## Your assignment
Below are some records. Print exactly the lines between the one holding "Put a marker on every instance of the stage" and the one holding "Put a marker on every instance of the gray", inclusive, and nothing else.

## Records
Start of Block
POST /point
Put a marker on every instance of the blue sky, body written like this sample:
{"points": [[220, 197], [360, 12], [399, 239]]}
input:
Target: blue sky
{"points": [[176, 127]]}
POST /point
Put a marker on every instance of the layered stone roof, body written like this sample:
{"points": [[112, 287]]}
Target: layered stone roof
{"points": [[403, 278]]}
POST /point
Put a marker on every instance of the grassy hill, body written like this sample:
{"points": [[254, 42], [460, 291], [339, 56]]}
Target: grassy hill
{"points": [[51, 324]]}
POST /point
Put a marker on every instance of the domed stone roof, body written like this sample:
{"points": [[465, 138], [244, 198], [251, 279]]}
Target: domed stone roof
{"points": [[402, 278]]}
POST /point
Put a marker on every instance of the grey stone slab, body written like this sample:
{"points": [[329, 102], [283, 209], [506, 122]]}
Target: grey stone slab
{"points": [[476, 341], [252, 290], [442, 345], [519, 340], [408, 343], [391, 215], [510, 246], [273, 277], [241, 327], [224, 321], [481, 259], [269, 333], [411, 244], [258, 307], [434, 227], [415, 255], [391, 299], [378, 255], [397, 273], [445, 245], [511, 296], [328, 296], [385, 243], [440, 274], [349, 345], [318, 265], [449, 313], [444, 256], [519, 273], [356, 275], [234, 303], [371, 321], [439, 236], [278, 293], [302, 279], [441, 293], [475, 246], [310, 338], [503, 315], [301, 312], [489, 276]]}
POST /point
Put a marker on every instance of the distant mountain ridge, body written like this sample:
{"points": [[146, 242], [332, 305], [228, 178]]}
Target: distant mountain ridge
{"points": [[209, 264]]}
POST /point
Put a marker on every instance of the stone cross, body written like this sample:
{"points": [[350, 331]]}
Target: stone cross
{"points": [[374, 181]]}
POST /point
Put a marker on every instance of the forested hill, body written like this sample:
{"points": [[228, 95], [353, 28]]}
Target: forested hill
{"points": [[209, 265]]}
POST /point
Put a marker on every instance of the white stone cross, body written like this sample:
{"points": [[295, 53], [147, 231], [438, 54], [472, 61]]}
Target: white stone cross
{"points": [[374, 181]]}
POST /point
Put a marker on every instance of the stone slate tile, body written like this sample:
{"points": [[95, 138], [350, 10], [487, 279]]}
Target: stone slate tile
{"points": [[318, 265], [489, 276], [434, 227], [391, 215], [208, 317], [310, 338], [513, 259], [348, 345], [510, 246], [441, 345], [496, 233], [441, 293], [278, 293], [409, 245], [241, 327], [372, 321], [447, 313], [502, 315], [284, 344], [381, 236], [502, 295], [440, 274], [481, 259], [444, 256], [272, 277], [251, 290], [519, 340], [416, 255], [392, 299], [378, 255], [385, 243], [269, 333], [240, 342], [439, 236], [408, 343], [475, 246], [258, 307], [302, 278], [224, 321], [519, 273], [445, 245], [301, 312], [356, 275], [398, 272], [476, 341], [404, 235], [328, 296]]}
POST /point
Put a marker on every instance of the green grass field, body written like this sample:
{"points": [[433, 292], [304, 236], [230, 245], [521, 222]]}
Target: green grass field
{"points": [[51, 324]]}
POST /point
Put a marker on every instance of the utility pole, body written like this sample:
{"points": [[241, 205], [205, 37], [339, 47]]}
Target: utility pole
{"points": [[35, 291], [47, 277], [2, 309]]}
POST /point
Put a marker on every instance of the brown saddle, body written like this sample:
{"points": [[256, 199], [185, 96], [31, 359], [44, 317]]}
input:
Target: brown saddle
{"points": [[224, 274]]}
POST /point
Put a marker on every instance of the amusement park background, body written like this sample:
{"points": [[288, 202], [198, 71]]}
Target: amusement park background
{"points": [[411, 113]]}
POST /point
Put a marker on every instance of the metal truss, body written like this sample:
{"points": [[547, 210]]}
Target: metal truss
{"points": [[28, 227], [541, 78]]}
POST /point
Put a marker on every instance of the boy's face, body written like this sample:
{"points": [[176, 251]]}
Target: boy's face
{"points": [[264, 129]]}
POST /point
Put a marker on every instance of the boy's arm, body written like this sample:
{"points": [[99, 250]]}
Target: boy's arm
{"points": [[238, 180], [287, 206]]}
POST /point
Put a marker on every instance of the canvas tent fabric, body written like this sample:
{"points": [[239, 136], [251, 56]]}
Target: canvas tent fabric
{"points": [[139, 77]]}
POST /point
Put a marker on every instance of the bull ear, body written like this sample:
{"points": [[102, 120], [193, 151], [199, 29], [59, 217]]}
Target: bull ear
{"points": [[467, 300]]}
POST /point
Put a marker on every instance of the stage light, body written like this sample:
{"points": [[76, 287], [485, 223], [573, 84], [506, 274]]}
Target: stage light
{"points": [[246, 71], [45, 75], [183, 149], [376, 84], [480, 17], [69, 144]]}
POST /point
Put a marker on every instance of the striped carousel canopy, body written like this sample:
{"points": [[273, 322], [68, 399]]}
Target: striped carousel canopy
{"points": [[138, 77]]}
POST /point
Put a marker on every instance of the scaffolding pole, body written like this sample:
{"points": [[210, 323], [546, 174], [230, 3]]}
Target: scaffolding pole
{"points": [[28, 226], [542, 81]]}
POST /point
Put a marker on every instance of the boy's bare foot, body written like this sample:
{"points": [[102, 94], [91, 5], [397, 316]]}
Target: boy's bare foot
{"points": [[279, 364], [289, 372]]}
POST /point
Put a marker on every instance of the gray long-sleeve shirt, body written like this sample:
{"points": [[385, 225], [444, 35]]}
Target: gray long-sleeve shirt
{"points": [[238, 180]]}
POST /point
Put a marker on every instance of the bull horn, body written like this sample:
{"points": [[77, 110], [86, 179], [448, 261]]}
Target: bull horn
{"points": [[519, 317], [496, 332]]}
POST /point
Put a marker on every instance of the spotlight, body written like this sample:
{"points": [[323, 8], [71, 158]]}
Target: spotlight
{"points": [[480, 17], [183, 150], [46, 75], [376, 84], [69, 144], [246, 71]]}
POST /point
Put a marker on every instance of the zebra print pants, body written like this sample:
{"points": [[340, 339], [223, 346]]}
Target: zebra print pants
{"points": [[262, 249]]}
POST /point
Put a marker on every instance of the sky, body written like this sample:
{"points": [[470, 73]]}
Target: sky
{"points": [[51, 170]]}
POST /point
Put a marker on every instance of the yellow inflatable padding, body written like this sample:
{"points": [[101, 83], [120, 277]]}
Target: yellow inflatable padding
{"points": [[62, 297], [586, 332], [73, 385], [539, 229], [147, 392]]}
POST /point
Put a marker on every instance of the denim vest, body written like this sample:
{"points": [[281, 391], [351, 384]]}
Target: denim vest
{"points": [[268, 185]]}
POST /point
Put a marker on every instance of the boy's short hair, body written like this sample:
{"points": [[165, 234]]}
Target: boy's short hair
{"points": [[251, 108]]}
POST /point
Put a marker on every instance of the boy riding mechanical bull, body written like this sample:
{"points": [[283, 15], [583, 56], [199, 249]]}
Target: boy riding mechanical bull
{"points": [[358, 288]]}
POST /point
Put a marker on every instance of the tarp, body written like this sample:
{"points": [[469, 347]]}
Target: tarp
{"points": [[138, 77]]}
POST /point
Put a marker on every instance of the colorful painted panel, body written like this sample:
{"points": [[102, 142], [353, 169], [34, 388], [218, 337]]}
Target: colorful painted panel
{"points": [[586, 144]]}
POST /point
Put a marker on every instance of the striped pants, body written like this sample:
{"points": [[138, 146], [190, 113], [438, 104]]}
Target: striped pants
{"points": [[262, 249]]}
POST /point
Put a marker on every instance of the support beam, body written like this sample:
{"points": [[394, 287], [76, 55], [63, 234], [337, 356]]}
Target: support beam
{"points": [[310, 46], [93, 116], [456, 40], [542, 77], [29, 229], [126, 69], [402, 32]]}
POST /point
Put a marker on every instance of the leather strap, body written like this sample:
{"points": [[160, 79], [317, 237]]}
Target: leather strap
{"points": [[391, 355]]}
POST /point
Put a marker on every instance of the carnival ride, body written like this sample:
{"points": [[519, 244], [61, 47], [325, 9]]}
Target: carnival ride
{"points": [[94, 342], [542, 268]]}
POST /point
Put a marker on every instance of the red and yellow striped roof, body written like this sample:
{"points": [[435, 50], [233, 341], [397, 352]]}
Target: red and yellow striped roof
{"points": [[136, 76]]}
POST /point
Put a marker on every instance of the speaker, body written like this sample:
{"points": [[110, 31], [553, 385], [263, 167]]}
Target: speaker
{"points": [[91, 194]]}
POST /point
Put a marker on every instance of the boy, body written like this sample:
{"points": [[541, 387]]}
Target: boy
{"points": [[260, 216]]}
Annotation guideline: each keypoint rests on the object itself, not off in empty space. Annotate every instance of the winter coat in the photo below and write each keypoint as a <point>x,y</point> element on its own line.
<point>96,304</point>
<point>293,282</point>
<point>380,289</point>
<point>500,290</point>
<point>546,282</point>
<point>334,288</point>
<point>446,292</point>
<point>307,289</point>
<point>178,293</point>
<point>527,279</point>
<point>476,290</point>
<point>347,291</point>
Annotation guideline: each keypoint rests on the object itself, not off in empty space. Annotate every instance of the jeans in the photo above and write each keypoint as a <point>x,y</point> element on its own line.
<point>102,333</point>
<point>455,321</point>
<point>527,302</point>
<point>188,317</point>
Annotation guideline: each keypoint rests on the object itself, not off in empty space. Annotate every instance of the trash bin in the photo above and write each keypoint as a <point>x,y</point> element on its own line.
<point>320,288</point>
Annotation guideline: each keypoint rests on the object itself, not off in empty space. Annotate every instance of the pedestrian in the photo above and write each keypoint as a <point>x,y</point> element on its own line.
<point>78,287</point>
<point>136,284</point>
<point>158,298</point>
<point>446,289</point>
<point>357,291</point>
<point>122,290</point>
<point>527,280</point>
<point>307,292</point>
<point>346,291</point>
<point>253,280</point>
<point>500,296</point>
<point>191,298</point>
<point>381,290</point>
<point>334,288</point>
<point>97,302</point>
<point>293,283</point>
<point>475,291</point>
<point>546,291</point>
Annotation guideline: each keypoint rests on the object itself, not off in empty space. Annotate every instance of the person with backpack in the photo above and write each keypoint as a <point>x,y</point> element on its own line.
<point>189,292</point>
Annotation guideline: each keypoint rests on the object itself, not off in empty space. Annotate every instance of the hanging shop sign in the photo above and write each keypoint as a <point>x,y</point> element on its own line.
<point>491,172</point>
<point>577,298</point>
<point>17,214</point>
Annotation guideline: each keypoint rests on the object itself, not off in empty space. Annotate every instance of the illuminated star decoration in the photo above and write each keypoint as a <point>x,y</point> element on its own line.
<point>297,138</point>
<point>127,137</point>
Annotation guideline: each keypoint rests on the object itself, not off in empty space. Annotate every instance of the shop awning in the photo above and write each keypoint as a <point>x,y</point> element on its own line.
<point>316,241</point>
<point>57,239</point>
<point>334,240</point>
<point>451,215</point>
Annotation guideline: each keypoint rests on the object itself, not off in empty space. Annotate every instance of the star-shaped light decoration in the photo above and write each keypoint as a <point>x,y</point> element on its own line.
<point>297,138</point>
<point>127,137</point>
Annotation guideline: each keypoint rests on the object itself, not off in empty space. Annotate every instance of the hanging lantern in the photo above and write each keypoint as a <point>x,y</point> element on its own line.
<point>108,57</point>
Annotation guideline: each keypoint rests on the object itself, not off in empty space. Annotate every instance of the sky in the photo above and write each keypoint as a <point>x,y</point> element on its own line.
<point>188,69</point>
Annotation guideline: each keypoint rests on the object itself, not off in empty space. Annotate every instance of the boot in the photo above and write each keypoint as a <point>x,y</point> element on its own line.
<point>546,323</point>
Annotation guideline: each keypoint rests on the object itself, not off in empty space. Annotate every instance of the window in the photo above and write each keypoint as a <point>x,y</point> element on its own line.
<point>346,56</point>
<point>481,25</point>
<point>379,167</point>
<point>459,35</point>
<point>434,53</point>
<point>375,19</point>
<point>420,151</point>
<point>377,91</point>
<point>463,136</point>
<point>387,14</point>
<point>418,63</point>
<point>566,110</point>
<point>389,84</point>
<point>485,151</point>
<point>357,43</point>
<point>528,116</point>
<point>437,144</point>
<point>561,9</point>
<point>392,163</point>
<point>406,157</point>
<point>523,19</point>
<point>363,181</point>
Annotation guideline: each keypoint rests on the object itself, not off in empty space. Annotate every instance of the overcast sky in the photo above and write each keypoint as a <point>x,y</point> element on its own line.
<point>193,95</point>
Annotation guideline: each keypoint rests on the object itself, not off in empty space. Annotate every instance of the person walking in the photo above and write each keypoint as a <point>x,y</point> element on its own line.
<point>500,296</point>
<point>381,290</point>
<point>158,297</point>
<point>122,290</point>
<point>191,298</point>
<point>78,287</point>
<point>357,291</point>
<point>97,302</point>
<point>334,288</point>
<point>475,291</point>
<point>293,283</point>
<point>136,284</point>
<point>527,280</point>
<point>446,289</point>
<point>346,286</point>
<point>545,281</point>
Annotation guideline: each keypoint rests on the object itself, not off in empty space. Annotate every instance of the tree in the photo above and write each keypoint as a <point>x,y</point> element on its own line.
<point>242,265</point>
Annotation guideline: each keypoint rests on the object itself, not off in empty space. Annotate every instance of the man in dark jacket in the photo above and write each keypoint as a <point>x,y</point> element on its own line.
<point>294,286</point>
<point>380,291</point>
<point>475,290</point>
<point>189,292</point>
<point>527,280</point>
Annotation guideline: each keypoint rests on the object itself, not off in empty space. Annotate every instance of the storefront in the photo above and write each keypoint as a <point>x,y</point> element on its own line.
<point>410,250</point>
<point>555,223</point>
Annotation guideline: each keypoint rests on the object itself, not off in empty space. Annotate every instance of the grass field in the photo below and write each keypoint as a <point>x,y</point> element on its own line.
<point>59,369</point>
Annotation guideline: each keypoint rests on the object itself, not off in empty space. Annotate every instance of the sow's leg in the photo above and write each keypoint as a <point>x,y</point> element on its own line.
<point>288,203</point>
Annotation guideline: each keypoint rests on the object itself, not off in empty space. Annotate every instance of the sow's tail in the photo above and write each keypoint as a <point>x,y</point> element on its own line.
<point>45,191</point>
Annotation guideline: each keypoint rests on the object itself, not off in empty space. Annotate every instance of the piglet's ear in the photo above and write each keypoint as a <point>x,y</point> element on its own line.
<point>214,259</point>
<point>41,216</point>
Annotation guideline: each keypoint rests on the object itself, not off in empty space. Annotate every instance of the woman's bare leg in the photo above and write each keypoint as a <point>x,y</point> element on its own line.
End of Block
## Exercise answer
Put a marker on every instance of the stage light, body written like this sample:
{"points": [[76, 287], [485, 223], [573, 84], [506, 274]]}
Target: stage light
{"points": [[246, 71], [45, 75], [183, 149], [376, 84], [480, 17], [69, 144]]}
POST /point
Put a marker on every instance of the striped carousel canopy, body written like this sample:
{"points": [[273, 322], [68, 399]]}
Target: striped carousel canopy
{"points": [[138, 77]]}
POST /point
Put a marker on every instance of the scaffolding pole, body written like this sample:
{"points": [[210, 323], [546, 174], [230, 3]]}
Target: scaffolding pole
{"points": [[28, 226], [542, 81]]}
POST /point
Put a marker on every instance of the boy's bare foot, body written like this sample:
{"points": [[102, 94], [91, 5], [397, 316]]}
Target: boy's bare foot
{"points": [[279, 364], [289, 372]]}
POST /point
Put a marker on every instance of the gray long-sleeve shirt, body written like this sample:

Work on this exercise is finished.